▶ Exercise requirements:
Scan the entries below for the word "stand" and copy every line in which it occurs.

▶ Dataset:
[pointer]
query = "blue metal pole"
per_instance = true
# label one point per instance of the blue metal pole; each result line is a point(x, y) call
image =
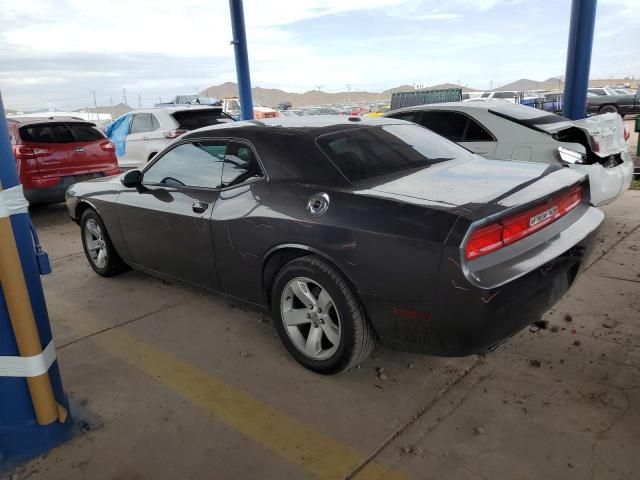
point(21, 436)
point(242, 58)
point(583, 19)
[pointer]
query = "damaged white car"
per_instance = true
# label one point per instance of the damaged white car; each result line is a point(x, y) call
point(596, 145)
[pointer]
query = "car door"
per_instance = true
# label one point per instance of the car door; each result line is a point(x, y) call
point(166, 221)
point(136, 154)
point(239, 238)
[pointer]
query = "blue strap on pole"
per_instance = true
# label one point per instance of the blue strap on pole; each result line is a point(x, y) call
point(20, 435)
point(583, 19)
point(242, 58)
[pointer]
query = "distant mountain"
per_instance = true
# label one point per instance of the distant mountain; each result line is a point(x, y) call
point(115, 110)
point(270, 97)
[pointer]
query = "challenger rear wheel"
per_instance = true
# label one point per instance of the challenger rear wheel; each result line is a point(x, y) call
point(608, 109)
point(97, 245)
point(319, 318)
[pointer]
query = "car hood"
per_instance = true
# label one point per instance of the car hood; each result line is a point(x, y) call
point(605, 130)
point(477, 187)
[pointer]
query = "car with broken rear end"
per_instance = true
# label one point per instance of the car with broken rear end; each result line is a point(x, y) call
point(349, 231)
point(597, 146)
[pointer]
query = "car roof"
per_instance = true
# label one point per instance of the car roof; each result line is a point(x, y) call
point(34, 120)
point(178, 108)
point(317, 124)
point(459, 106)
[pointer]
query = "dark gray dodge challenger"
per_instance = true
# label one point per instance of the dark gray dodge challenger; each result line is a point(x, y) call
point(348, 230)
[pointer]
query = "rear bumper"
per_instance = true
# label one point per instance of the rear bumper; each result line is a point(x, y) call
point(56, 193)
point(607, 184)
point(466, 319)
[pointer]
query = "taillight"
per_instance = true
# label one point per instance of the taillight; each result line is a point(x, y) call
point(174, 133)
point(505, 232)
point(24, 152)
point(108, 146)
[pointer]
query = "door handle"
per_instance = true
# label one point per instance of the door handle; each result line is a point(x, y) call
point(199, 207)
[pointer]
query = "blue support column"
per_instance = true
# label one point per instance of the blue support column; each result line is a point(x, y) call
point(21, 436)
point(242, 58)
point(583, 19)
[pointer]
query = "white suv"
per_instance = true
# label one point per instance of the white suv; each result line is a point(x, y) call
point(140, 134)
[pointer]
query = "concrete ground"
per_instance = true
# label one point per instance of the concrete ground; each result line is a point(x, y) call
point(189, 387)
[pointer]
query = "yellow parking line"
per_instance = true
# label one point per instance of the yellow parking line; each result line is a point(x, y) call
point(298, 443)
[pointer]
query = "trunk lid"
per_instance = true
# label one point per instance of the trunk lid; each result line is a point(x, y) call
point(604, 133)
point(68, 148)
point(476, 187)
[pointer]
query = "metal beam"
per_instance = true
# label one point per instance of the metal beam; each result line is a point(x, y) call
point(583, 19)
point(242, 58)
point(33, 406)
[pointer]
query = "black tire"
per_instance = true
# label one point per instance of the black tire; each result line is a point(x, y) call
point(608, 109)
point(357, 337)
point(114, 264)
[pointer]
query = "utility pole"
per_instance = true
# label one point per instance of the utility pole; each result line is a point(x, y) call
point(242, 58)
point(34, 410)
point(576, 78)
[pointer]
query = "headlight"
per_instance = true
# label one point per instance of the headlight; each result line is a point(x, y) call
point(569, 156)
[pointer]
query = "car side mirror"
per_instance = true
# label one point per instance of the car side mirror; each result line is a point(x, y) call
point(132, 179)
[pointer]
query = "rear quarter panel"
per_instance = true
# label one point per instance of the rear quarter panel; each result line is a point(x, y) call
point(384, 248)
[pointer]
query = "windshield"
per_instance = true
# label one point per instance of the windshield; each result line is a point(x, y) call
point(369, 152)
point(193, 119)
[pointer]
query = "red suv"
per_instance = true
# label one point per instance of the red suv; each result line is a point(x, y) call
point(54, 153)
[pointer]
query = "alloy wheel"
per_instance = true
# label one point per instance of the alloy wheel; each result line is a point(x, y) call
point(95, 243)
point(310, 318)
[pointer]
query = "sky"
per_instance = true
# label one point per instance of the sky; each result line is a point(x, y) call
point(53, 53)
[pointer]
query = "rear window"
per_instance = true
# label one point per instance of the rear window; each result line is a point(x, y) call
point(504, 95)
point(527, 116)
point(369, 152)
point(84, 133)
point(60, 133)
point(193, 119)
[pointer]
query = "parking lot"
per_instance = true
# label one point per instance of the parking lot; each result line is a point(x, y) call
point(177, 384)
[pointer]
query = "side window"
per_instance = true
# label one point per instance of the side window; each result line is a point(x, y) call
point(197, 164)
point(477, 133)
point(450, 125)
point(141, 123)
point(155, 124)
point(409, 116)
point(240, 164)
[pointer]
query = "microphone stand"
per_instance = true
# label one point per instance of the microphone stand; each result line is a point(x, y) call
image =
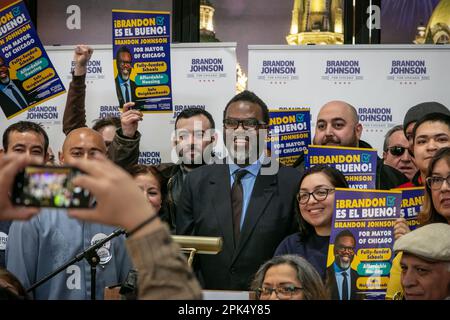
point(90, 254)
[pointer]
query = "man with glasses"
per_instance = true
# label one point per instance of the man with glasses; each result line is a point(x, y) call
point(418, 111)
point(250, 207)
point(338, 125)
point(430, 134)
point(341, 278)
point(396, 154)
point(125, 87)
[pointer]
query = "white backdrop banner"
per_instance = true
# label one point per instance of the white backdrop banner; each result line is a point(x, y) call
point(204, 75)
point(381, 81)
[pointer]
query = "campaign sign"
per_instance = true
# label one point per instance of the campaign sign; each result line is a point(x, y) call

▶ Solution:
query = "microphone stand"
# label one point per instance of the microphone stand; each result line is a point(x, y) call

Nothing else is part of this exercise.